## What to do
Could you continue the article on voting system security below, picking up after its final sentence?

## Excerpt to read
——————

Stealing and leaking emails from the Democratic National Committee could be just the start. Hacking the presidential election itself could be next, a bipartisan group of former intelligence and security officials recently warned. Whomever was behind the DNC hack also could target voting machines and the systems for tabulating votes, which are dangerously insecure. “Election officials at every level of government should take this lesson to heart: our electoral process could be a target for reckless foreign governments and terrorist groups,” wrote 31 members of the Aspen Institute Homeland Security Group, which includes a former director of the Central Intelligence Agency and a former secretary of Homeland Security. That echoes warnings computer security experts have been sounding for more than a decade: that the system for casting and counting votes in this country is also ripe for mischief. … Thirty-one states and the District of Columbia allow military personnel and overseas voters to return their ballots electronically, according to Verified Voting, a non-profit group that advocates transparency and security in U.S. elections. “The election official on the receiving end has no way to know if the voted ballot she received matches the one the voter originally sent,” the group warns. Some ballots are sent through online portals, which exposes the voting system to the internet. And that’s one of the most dangerous things elections officials can do, because it provides a remote point of access for hackers into the election system.

——————

## Dataset excerpts
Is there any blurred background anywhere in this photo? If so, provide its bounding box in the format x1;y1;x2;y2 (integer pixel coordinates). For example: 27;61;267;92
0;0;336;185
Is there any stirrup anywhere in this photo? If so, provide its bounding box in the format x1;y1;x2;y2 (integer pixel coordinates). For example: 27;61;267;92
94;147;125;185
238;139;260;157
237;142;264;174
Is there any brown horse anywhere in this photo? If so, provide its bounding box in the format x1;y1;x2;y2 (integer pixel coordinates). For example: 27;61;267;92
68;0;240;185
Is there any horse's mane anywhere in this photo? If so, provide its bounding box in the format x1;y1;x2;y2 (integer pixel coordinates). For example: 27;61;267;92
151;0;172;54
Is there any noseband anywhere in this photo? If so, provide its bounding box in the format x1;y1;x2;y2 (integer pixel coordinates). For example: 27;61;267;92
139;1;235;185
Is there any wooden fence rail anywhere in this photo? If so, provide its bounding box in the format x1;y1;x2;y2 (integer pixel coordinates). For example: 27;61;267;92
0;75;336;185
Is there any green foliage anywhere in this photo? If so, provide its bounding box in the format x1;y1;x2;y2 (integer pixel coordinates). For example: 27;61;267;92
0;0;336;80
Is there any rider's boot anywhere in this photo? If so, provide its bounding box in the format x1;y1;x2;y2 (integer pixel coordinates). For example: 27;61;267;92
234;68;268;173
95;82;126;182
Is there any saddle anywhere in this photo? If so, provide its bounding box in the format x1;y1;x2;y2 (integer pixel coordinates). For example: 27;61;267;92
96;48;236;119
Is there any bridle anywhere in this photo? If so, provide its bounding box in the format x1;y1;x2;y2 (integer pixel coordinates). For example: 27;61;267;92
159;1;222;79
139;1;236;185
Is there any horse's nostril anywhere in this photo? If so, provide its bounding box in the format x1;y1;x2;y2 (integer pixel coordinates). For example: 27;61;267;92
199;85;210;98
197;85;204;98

——————

## Answer below
“Anything that doesn’t absolutely have to be connected to the internet, don’t connect it,” Pamela Smith, Verified Voting’s president, told The Daily Beast. U.S. officials have also given that same advice to the owners and operators of critical infrastructure, such as electrical power grids. Smith and her colleagues recently told U.S. officials crafting computer security guidelines that elections systems should also be treated as vital national assets, and protected as such. “Without encryption, emailed ballots can be easily modified or manipulated en massewhile in transit from the voter to the local election officials,” David Jefferson, a voting security expert and computer scientist at Lawrence Livermore National Laboratory, warned in a blog post in 2011.
The threat is still real. Jefferson called it “trivial” for someone with a modicum of technical skills to filter out ballots from a particular county or state and “to automate a process to either discard ballots that contain votes she does not like, or replace them with forged ballots that she likes better, all the while keeping the voter’s signed waiver and envelope attachments intact. Such malicious activity would only result in a transmission delay on the order of one second or so.”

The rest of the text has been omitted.